• **EXERCISES**:
- 1) In the photo etching thread, what sign shows that the photoresist is being exposed properly?
- 2) Extend the photo etching thread from its last sentence.

• **PASSAGE GIVEN**:
· · · · · · ·

# Photo etching?



## Michael Glavin (Jan 2, 2009)

Does anybody have any hands on experience with photo etching? I have seen various How To’s on YouTube and I understand the basic concept. There seems to be several methods of creating negatives and such. Ultimately I want to etch stainless steel to emulate air intake grilles. The grilles are about 15" long x 7/8" high.

Michael


----------



## rwjenkins (Jan 2, 2008)

Micro-Mark offers a kit that contains everything you need, including inkjet printer transparency film, photoresist laminate sheets, laminator, photoresist developing solution, etchant, etching tank, and various tools (including gloves and a plastic apron). I got one of these kits last year, it was very easy to use and my very first etch was a complete success. 

According to the instructions, they found that a laser printer won't give you the opacity you need to make an effective negative, which is why they only offer the kit with inkjet film. I don't have an inkjet printer, so I bought a pack of laser printer transparency film from Staples and used my Alps printer (which uses a wax-based ink), and it worked great. Also, the instructions say you can expose the piece with 30 seconds in direct sunlight or 10 minutes under a 100 watt bulb, but I wasn't able to get a good exposure with the lightbulb. Sunlight is definitely the way to go. The photoresist will turn blue with exposure, that's how you can tell it's working.

· · · · · · ·

• **RAW DATA**:
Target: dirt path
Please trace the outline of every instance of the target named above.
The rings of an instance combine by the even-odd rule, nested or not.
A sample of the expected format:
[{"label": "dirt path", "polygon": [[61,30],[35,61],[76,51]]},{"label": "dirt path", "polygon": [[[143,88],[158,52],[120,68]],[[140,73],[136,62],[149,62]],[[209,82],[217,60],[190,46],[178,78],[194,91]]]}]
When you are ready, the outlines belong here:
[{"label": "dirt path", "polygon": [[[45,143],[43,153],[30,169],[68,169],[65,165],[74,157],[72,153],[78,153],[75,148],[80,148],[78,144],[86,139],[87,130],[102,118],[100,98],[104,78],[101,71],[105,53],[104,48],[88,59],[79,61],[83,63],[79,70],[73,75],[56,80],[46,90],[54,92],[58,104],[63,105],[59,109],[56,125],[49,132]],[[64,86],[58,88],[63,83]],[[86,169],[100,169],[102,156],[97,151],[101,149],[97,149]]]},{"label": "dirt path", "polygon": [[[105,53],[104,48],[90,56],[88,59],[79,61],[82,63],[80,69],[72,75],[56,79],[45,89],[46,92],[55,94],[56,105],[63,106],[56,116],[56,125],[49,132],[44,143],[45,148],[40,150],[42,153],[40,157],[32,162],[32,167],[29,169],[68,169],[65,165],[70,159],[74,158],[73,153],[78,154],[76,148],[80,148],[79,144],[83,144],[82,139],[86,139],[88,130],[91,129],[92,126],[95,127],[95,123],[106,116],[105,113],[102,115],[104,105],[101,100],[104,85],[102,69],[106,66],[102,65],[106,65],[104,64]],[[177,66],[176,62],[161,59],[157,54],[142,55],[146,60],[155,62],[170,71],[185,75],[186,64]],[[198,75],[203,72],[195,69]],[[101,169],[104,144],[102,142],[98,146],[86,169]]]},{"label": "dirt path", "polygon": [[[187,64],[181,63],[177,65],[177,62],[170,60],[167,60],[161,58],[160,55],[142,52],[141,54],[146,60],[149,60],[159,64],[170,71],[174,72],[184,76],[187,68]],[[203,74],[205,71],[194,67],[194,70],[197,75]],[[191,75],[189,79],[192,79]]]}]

· · · · · · ·

• **REPLIES**:
- 1) The photoresist turns blue as it is exposed.

- 2)
Here's the link to the kit on the Micro-Mark site: http://www.micromark.com/micro-mark-pro-etch-photo-etch-system,8346.html 

And here's a picture of a headlight bracket I made as my first photoetching project:


----------



## rwjenkins (Jan 2, 2008)

I should add, the Micro-Mark kit is limited to work pieces about 3"x3" (I think you can do longer pieces by putting them in the tank vertically, but not a whole lot longer), so you would have to do your 15" grilles in several sections.


----------



## Michael Glavin (Jan 2, 2009)

Richard,

Thanks for the heads up on the MicroMark kit; it appears to be a great way to learn the basics.

Do you expose the pattern on both sides of the plate when making parts? I understand when etching you seal the back side with a “resist”, expose the top side with the “resist” leaving the desired pattern exposed to the chemical etch solution. When making parts you want to burn completely through the material, so it seemed likely you’d prepare the resist with a pattern on both sides of the plate.

Michael


----------



## rwjenkins (Jan 2, 2008)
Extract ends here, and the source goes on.